Data for this exercise
++++++++
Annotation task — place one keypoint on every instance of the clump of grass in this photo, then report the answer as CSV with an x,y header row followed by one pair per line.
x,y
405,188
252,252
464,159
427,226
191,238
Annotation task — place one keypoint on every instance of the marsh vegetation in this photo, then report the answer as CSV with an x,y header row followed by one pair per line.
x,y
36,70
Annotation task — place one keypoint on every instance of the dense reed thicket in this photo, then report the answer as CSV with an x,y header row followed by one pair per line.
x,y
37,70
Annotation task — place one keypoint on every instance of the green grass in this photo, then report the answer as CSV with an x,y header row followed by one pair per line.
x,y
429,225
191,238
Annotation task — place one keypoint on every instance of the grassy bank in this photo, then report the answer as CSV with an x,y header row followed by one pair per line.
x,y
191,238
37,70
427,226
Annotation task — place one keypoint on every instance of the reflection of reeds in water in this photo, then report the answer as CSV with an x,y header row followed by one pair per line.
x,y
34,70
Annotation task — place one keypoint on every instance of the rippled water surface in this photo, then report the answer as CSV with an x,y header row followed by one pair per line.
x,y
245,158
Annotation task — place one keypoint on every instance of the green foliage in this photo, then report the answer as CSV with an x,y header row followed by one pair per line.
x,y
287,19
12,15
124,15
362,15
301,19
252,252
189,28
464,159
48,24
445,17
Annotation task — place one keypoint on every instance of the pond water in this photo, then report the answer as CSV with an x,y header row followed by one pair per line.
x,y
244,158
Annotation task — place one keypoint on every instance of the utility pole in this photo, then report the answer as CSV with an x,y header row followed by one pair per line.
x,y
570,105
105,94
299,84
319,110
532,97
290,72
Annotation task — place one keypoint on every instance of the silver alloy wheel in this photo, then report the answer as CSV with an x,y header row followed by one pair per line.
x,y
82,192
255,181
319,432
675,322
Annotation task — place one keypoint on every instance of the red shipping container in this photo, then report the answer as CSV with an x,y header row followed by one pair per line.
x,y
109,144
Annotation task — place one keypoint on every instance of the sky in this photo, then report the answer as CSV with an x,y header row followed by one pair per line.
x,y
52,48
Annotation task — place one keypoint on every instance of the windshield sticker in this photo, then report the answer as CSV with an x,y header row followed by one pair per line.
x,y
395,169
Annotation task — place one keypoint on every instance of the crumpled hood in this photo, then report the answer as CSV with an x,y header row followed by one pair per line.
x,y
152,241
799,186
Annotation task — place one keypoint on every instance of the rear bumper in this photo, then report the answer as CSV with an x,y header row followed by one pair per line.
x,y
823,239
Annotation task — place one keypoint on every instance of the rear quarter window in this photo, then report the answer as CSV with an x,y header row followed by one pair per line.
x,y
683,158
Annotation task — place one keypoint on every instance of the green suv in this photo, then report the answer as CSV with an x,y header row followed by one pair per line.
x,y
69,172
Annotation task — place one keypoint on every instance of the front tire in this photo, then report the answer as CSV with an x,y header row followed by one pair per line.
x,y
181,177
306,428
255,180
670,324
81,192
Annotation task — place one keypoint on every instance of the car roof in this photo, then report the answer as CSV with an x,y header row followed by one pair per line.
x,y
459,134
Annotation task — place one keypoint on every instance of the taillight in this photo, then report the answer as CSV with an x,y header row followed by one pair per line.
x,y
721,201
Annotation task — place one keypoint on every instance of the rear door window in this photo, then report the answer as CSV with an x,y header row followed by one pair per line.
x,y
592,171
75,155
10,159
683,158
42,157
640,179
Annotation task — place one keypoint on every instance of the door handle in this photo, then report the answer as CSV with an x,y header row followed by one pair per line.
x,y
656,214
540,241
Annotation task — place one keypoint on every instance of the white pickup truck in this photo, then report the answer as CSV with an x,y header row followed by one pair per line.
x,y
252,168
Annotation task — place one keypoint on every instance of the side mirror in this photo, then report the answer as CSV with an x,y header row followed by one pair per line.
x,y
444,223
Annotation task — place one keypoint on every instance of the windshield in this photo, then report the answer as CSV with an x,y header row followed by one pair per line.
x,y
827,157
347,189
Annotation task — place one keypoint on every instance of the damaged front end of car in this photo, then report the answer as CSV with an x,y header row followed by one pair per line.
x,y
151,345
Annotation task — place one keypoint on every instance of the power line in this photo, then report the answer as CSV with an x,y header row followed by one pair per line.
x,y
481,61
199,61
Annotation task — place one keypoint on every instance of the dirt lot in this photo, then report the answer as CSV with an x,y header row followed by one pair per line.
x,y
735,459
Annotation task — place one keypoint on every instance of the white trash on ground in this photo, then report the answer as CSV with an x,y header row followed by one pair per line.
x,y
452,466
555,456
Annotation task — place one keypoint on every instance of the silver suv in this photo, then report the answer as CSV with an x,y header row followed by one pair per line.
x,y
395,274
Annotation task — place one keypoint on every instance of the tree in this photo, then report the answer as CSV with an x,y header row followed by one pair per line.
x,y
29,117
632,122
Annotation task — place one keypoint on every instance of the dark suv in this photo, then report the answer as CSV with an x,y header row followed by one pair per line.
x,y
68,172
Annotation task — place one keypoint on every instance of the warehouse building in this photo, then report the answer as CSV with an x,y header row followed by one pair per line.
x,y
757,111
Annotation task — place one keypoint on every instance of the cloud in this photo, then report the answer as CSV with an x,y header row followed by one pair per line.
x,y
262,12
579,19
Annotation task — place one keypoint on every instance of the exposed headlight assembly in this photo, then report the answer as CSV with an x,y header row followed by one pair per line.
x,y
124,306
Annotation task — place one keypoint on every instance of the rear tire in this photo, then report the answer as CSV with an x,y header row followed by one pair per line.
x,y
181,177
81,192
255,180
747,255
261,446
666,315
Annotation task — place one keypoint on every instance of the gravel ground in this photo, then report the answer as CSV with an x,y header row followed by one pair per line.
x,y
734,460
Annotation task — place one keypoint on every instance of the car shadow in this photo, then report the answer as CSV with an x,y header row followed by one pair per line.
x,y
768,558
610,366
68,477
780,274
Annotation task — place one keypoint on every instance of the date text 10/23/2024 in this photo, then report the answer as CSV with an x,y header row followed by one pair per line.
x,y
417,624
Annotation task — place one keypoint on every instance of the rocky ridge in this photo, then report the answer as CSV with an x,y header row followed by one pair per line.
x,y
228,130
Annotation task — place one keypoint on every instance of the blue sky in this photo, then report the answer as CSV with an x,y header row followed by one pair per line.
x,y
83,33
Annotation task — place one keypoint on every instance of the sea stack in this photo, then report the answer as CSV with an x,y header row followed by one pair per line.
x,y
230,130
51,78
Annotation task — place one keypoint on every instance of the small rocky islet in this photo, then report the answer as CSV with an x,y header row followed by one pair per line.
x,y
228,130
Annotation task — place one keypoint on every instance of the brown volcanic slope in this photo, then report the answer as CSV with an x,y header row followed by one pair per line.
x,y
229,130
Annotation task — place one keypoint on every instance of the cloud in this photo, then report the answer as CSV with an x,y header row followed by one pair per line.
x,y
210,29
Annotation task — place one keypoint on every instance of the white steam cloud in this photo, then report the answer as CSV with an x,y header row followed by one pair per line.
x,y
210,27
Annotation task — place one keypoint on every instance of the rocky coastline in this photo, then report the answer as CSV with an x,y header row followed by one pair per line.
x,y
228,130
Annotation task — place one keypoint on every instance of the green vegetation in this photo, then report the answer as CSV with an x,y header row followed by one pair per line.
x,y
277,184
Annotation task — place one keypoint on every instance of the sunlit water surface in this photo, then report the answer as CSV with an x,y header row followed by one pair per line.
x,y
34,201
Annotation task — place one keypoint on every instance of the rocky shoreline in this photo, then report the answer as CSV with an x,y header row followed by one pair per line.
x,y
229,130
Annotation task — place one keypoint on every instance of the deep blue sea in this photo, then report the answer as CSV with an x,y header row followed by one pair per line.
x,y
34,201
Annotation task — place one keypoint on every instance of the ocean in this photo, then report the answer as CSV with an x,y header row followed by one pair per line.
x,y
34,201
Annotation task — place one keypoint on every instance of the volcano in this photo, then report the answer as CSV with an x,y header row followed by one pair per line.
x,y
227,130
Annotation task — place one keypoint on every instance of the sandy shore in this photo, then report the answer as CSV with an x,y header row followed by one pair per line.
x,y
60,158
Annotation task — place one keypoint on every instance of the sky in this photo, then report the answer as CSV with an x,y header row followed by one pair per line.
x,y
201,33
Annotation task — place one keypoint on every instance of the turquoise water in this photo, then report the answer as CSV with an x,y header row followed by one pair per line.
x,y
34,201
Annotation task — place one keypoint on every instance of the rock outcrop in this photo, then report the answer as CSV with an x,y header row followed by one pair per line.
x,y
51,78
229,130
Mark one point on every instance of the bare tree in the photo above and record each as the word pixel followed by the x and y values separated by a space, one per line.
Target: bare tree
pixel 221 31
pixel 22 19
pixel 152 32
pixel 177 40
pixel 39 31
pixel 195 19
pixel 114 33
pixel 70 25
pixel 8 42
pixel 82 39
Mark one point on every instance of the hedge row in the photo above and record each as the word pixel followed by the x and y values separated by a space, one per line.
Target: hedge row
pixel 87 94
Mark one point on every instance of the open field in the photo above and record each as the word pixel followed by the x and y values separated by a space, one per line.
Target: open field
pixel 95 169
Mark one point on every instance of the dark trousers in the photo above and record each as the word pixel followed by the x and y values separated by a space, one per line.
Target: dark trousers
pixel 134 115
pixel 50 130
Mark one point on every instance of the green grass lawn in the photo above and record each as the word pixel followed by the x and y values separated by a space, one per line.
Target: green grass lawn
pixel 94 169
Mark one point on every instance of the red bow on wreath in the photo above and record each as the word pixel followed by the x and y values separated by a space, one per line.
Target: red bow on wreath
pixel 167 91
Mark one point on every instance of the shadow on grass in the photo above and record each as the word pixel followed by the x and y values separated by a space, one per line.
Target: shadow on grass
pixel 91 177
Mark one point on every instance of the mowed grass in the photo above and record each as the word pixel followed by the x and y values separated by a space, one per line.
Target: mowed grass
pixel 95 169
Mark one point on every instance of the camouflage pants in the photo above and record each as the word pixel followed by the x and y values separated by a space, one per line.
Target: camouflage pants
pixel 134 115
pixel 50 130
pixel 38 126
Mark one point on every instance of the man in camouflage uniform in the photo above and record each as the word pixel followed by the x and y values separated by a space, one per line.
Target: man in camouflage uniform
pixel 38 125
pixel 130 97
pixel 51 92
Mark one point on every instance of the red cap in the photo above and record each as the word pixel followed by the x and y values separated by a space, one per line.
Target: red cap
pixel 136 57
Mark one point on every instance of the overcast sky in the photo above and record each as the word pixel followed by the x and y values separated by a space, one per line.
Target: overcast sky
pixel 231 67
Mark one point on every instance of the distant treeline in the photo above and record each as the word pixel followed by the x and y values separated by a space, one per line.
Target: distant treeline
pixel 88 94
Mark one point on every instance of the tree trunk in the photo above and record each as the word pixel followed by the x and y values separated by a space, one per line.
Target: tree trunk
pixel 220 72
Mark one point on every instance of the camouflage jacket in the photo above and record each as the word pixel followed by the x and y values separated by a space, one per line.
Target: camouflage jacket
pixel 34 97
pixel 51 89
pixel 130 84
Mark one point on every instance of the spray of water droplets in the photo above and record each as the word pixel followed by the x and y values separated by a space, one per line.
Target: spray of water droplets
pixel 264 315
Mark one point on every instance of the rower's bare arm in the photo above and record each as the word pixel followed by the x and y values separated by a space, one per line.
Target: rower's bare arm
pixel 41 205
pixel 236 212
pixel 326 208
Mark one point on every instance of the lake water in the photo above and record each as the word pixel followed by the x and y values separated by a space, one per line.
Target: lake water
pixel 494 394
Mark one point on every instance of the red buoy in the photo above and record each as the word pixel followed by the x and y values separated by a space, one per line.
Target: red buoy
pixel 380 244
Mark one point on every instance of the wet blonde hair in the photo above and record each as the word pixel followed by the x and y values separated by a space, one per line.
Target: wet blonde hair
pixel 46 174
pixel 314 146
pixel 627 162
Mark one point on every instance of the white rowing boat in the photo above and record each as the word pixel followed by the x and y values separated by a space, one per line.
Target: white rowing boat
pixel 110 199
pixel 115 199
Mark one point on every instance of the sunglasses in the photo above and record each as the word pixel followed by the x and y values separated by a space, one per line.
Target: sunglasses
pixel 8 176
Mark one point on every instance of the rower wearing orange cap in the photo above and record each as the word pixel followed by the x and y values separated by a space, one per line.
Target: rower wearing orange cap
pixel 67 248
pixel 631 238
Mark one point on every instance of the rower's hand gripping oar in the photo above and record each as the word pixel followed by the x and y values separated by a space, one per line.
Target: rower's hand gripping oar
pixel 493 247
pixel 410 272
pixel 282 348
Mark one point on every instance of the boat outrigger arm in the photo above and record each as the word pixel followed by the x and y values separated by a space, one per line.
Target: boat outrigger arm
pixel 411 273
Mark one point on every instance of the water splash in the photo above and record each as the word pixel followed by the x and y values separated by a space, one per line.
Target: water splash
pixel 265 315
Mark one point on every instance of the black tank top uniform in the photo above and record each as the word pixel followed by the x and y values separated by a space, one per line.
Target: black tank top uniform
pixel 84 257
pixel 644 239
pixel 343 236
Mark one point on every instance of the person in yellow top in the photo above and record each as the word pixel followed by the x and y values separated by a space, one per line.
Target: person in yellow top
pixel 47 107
++++++++
Task prompt
Print again the lines of the entries above that fall between the line holding "Target: wet blonde hair" and the line holding "Mark one point on every instance of the rower's hand", inclusive, exactly as they stand.

Finished task
Target: wet blonde hair
pixel 46 174
pixel 314 146
pixel 627 162
Mark one point on every instance of the white rowing boat in the photo above and record each as the word pixel followed by the x and y values separated by a space, one per line.
Target: white rowing boat
pixel 110 199
pixel 115 199
Mark one point on every instance of the sunglasses in the photo above and record each as the word pixel followed by the x and y values separated by a space, one per line.
Target: sunglasses
pixel 8 176
Mark one point on every instance of the rower wearing orange cap in the photo above and record each as the word pixel followed by the x and y values separated by a space, one per line.
Target: rower wearing orange cap
pixel 67 248
pixel 631 238
Mark one point on every instance of the rower's hand gripping oar in the photo above and record each as the word pixel followed by the x and y values separated by a space, one per line.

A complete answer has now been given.